GIVEN TEXT:
┌──
I see an average of 30 patients a week. I see them at their most vulnerable state quite often, when they are laying in a hospital bed, often fear stricken, as their life is changing from what they once knew to what they have no idea will become. I'm not a doctor, I can't "fix" them, I am there for an entirely different reason. I am there to help them learn, adapt, prepare, adjust....cope. What an amazing place to put myself in people's life. Scary, often sad, but so very rewarding.
To avoid all HIPPA violations I will preface this with...my patients' stories are all different, they blend, they mix and often I lose names, but never faces, and most importantly never stories. I won't name names, I won't tell you places, and faces. I don't want to break any rules. What I am telling you is my perception of their lives, as seen through my heart.
└──
RECORDS PROVIDED:
┌──
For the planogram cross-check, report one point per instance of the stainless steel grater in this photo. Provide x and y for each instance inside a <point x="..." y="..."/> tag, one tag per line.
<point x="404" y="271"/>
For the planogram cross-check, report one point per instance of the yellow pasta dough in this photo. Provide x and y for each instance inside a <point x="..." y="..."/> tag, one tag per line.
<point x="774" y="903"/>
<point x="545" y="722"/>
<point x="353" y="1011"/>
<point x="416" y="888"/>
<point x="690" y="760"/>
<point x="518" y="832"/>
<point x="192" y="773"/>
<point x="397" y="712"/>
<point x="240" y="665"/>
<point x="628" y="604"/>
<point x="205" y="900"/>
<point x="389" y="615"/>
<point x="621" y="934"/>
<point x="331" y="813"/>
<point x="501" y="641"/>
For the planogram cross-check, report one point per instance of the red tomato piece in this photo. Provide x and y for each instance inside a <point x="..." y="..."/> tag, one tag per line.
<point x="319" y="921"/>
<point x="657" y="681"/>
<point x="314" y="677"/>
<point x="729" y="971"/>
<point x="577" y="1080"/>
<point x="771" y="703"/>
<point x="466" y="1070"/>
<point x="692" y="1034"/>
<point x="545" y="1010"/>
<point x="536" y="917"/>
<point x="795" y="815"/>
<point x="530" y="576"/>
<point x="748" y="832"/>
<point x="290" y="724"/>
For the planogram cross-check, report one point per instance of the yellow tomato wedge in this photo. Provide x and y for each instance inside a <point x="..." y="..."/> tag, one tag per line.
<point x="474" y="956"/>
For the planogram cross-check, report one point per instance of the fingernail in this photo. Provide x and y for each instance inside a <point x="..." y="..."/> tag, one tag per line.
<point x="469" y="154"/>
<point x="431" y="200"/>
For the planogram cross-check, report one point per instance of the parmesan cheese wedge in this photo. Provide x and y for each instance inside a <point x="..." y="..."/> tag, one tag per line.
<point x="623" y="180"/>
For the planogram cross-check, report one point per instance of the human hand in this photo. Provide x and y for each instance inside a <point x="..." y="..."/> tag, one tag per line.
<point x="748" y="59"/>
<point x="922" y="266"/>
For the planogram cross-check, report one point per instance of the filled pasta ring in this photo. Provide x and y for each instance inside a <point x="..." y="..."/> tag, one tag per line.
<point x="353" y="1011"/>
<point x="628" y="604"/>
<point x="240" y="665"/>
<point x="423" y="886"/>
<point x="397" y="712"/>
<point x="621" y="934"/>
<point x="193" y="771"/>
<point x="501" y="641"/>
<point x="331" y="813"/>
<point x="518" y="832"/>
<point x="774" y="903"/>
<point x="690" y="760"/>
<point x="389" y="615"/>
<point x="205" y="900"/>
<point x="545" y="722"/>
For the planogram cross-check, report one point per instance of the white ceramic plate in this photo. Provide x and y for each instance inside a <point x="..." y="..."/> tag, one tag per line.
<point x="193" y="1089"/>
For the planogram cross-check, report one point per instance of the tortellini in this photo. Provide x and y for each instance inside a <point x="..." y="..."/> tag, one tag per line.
└──
EXERCISE: Please retype the passage about seeing hospital patients, starting with "I see an average" and going on through "through my heart.". The items come from a separate source.

EXERCISE SOLUTION:
I see an average of 30 patients a week. I see them at their most vulnerable state quite often, when they are laying in a hospital bed, often fear stricken, as their life is changing from what they once knew to what they have no idea will become. I'm not a doctor, I can't "fix" them, I am there for an entirely different reason. I am there to help them learn, adapt, prepare, adjust....cope. What an amazing place to put myself in people's life. Scary, often sad, but so very rewarding.
To avoid all HIPPA violations I will preface this with...my patients' stories are all different, they blend, they mix and often I lose names, but never faces, and most importantly never stories. I won't name names, I won't tell you places, and faces. I don't want to break any rules. What I am telling you is my perception of their lives, as seen through my heart.